WHAT IS REQUIRED:
Show every line in the items below that contains the string "sill". Case counts.
--- INPUT ---
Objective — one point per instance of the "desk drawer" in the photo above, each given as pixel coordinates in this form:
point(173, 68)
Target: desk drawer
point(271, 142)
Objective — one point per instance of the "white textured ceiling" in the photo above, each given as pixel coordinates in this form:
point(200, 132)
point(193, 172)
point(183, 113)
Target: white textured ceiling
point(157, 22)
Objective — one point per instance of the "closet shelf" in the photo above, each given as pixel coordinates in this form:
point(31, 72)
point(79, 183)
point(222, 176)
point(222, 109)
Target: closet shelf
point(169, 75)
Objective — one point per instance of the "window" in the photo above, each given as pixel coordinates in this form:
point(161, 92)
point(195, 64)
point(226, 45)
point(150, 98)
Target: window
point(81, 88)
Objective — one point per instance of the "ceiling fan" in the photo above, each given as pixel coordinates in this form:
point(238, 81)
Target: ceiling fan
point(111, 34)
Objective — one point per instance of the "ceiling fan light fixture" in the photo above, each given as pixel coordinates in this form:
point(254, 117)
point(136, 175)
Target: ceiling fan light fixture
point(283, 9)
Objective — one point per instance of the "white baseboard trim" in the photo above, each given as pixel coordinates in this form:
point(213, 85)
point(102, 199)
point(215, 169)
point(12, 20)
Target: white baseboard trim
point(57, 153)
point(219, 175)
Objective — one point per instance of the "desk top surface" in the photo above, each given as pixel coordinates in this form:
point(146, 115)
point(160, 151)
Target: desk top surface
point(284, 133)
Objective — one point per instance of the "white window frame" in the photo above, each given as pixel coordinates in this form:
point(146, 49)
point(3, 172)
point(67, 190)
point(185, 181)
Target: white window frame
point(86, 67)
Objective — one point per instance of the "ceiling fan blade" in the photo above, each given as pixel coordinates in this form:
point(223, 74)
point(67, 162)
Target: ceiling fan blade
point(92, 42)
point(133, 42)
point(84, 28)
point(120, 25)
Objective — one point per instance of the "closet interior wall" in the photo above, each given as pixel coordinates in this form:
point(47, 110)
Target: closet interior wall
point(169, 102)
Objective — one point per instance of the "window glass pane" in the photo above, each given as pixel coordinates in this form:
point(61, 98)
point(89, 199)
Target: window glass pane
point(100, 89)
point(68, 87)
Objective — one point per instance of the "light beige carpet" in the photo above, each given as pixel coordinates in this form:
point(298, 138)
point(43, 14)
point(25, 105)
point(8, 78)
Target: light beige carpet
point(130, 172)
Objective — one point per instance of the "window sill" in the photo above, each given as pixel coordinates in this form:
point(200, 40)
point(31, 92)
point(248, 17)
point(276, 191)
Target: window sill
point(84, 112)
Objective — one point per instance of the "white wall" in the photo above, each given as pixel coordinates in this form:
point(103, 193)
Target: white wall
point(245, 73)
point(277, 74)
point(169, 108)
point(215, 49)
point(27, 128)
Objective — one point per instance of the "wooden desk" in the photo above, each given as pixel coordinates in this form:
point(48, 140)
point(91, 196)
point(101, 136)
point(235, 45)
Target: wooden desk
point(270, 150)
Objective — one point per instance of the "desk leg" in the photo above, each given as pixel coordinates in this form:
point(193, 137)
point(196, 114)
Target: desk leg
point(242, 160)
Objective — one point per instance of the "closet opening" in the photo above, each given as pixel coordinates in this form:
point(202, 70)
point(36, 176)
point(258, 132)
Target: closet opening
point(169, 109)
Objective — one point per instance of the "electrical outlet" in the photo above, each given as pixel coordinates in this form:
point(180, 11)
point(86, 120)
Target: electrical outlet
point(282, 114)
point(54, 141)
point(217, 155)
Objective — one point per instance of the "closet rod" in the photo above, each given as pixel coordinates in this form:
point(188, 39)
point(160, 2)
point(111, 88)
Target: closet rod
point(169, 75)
---
SOLUTION:
Objective — one point per instance of the "window sill" in the photo above, each given as pixel coordinates in this form:
Target: window sill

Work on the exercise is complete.